[Start Listed entries]

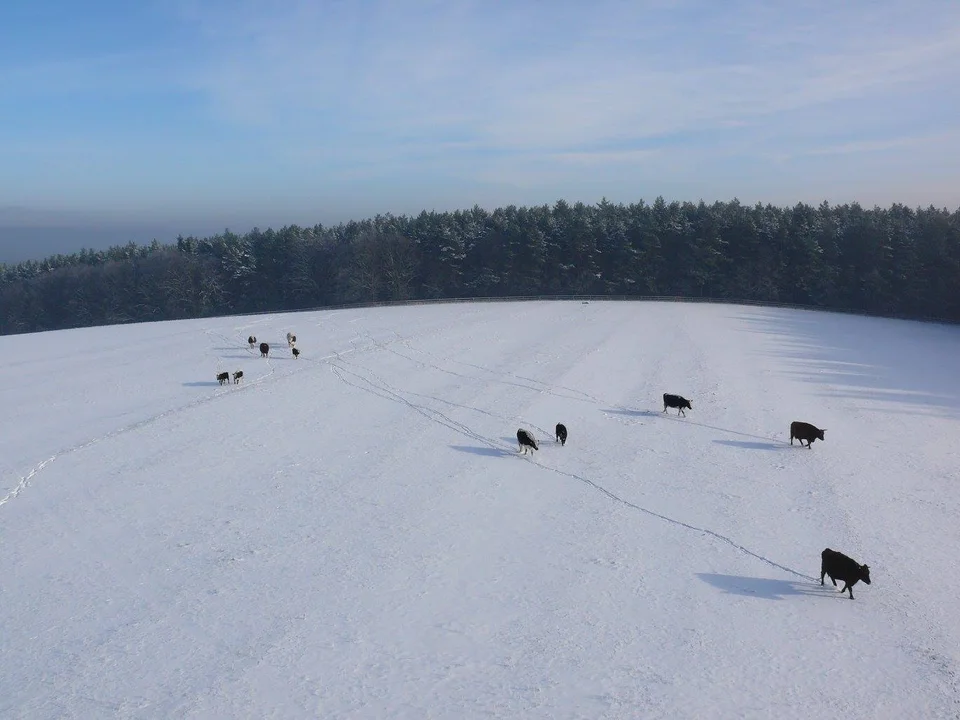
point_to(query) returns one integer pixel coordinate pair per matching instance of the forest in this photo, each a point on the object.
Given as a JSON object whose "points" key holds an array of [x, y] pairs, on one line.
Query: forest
{"points": [[896, 261]]}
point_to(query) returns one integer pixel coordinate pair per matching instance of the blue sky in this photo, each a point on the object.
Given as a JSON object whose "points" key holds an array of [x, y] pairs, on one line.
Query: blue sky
{"points": [[200, 114]]}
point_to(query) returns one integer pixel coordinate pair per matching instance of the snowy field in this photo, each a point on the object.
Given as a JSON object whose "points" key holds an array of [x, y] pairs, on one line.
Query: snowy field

[End Listed entries]

### [Job]
In the entries above, take the line containing "of the blue" and each later line through the last, and repeat them exactly. Output nothing else.

### [Task output]
point_to(query) returns one integer pixel coordinate pair per matching instance of the blue sky in this photo, each a point on the object.
Given as a JSON object whose "points" key holds an array of [x, y] pairs, on one line.
Query: blue sky
{"points": [[200, 114]]}
point_to(query) returns one integer pixel coordinate pair per matching instance of the snowy field in this photo, each a point on the object.
Given as a JSON object whose "points" key holds an array of [x, y] pairs, on one line.
Query: snowy field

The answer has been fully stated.